** Opening INPUT FOR THIS TASK block **

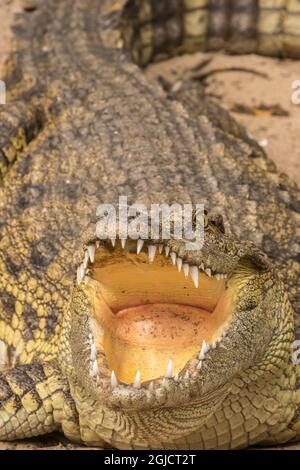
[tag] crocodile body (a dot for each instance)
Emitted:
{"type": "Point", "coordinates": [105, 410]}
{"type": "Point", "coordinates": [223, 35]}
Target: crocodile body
{"type": "Point", "coordinates": [94, 128]}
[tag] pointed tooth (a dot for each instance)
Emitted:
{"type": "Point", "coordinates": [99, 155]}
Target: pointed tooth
{"type": "Point", "coordinates": [203, 350]}
{"type": "Point", "coordinates": [113, 380]}
{"type": "Point", "coordinates": [78, 275]}
{"type": "Point", "coordinates": [170, 370]}
{"type": "Point", "coordinates": [91, 252]}
{"type": "Point", "coordinates": [151, 253]}
{"type": "Point", "coordinates": [179, 264]}
{"type": "Point", "coordinates": [173, 257]}
{"type": "Point", "coordinates": [94, 369]}
{"type": "Point", "coordinates": [151, 386]}
{"type": "Point", "coordinates": [137, 380]}
{"type": "Point", "coordinates": [186, 269]}
{"type": "Point", "coordinates": [139, 246]}
{"type": "Point", "coordinates": [93, 352]}
{"type": "Point", "coordinates": [208, 272]}
{"type": "Point", "coordinates": [194, 272]}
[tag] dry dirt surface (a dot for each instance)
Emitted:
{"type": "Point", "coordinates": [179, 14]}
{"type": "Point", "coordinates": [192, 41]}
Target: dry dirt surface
{"type": "Point", "coordinates": [257, 90]}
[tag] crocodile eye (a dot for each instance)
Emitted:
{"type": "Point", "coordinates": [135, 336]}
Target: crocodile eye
{"type": "Point", "coordinates": [218, 222]}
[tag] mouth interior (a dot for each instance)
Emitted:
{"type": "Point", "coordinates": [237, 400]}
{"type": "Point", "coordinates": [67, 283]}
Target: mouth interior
{"type": "Point", "coordinates": [150, 313]}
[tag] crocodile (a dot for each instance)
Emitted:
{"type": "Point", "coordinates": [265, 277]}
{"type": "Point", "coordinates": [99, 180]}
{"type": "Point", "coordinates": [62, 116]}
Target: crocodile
{"type": "Point", "coordinates": [143, 343]}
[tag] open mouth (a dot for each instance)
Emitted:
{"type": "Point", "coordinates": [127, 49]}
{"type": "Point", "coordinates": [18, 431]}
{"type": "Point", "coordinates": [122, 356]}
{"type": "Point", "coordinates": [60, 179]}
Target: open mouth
{"type": "Point", "coordinates": [156, 315]}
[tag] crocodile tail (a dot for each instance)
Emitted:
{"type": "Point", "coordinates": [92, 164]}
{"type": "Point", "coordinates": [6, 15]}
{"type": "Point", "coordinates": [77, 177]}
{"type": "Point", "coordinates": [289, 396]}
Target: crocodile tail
{"type": "Point", "coordinates": [156, 29]}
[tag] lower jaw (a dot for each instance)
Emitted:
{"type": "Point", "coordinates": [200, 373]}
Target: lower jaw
{"type": "Point", "coordinates": [146, 338]}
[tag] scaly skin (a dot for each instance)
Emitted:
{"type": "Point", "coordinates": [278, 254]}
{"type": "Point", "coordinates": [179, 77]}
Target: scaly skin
{"type": "Point", "coordinates": [96, 129]}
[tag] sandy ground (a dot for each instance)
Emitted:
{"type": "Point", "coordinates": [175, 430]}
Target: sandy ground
{"type": "Point", "coordinates": [256, 90]}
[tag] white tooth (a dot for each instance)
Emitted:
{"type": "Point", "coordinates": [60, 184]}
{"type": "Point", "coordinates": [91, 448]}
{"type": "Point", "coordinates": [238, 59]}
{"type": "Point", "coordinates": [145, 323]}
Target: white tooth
{"type": "Point", "coordinates": [91, 251]}
{"type": "Point", "coordinates": [203, 350]}
{"type": "Point", "coordinates": [186, 269]}
{"type": "Point", "coordinates": [113, 380]}
{"type": "Point", "coordinates": [151, 253]}
{"type": "Point", "coordinates": [137, 380]}
{"type": "Point", "coordinates": [139, 246]}
{"type": "Point", "coordinates": [151, 386]}
{"type": "Point", "coordinates": [169, 372]}
{"type": "Point", "coordinates": [93, 352]}
{"type": "Point", "coordinates": [179, 264]}
{"type": "Point", "coordinates": [173, 257]}
{"type": "Point", "coordinates": [95, 369]}
{"type": "Point", "coordinates": [78, 275]}
{"type": "Point", "coordinates": [194, 275]}
{"type": "Point", "coordinates": [86, 259]}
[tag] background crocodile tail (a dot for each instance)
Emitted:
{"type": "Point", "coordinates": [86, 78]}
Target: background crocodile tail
{"type": "Point", "coordinates": [159, 28]}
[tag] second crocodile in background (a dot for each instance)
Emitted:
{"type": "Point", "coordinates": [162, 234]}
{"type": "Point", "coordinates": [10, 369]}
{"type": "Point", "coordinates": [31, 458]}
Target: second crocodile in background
{"type": "Point", "coordinates": [143, 344]}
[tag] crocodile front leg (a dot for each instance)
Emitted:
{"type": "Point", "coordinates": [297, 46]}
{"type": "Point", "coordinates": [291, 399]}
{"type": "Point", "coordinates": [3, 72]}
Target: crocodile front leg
{"type": "Point", "coordinates": [34, 400]}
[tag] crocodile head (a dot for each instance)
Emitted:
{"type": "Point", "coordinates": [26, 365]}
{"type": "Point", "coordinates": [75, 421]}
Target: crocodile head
{"type": "Point", "coordinates": [155, 326]}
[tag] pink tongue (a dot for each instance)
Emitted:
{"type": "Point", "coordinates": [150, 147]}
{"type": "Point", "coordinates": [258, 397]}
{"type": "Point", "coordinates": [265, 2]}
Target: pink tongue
{"type": "Point", "coordinates": [146, 337]}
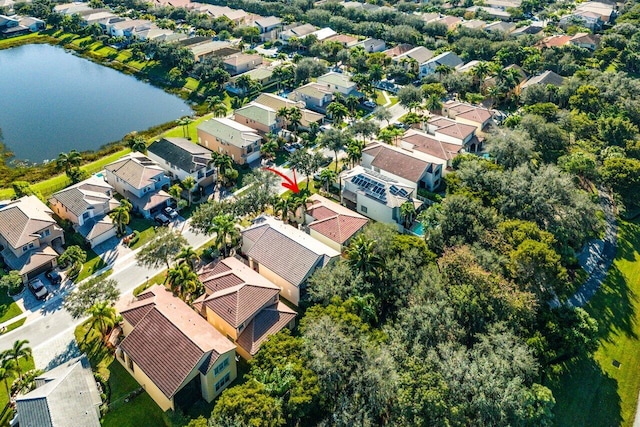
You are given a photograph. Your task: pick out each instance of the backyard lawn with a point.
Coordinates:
(25, 365)
(141, 411)
(594, 391)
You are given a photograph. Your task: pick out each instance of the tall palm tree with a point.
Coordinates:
(188, 184)
(18, 350)
(188, 255)
(121, 216)
(182, 280)
(7, 372)
(224, 226)
(407, 213)
(103, 317)
(67, 161)
(361, 256)
(328, 177)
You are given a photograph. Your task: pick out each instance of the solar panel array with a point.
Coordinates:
(371, 187)
(398, 191)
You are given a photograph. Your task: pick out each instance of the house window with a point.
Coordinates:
(221, 366)
(224, 381)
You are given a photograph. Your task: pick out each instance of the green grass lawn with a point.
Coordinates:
(593, 391)
(25, 365)
(141, 411)
(8, 308)
(146, 229)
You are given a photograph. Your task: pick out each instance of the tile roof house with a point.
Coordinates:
(331, 223)
(175, 354)
(413, 169)
(65, 396)
(277, 102)
(181, 158)
(227, 136)
(546, 78)
(417, 140)
(27, 235)
(241, 63)
(242, 305)
(86, 204)
(375, 195)
(268, 239)
(140, 180)
(468, 114)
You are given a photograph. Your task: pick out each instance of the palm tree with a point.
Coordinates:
(121, 216)
(182, 280)
(407, 213)
(103, 317)
(226, 232)
(327, 176)
(137, 143)
(188, 184)
(188, 255)
(18, 350)
(361, 256)
(7, 371)
(281, 206)
(337, 111)
(67, 161)
(433, 103)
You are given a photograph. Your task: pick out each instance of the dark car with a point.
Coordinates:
(162, 219)
(38, 289)
(54, 276)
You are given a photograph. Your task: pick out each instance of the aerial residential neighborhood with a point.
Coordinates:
(329, 213)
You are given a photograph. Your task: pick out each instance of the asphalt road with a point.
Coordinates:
(50, 327)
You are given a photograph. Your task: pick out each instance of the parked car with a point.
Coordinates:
(54, 276)
(170, 212)
(162, 219)
(38, 288)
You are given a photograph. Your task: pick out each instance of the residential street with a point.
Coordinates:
(50, 328)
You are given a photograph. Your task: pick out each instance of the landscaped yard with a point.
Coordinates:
(140, 411)
(594, 391)
(25, 365)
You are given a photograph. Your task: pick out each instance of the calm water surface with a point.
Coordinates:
(52, 101)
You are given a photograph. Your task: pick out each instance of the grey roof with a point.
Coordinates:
(181, 153)
(65, 396)
(303, 253)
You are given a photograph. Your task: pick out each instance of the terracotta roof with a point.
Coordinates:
(268, 322)
(425, 144)
(399, 164)
(22, 219)
(171, 340)
(275, 239)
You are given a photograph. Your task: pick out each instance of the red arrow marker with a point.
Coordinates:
(291, 185)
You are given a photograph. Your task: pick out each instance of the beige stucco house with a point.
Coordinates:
(28, 233)
(86, 204)
(242, 305)
(285, 255)
(175, 355)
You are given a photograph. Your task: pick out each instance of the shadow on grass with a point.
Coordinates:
(587, 387)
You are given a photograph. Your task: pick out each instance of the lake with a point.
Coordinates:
(52, 101)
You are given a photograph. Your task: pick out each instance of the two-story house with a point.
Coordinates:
(410, 168)
(241, 304)
(259, 117)
(28, 233)
(172, 352)
(375, 195)
(227, 136)
(140, 180)
(182, 158)
(264, 244)
(86, 204)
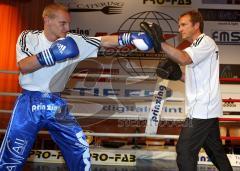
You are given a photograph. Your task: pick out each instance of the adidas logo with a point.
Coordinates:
(61, 48)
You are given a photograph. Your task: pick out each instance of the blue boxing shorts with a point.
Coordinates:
(34, 111)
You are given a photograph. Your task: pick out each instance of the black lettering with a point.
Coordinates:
(103, 157)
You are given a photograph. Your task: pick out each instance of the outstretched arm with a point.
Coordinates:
(179, 56)
(138, 39)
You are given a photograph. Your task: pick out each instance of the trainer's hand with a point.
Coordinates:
(60, 50)
(139, 39)
(167, 69)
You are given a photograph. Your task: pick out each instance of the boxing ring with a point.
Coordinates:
(122, 153)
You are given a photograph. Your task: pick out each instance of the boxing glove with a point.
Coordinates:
(139, 39)
(60, 50)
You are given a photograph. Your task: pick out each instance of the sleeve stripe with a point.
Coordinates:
(22, 43)
(198, 41)
(93, 41)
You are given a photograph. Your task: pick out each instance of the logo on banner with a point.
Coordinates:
(226, 37)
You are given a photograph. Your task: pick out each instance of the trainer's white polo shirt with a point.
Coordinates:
(51, 78)
(203, 97)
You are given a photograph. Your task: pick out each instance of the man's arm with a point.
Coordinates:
(179, 56)
(29, 64)
(60, 50)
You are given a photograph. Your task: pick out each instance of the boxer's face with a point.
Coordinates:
(186, 28)
(59, 25)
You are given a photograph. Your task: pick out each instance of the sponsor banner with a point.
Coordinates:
(46, 156)
(229, 71)
(220, 15)
(97, 157)
(204, 159)
(236, 2)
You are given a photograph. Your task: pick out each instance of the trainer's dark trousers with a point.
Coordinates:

** Closing INPUT FOR THIS TASK block **

_EXERCISE:_ Of all the entries above, output exactly the lines between the one holding "street with a point." and the one holding "yard with a point.", inclusive.

_EXERCISE RESPONSE:_
You are given a photograph. Your task: pick out each instance of the residential street with a point.
Coordinates:
(50, 328)
You are given a photograph. Your task: pick out each instance of the landscaped yard with a point.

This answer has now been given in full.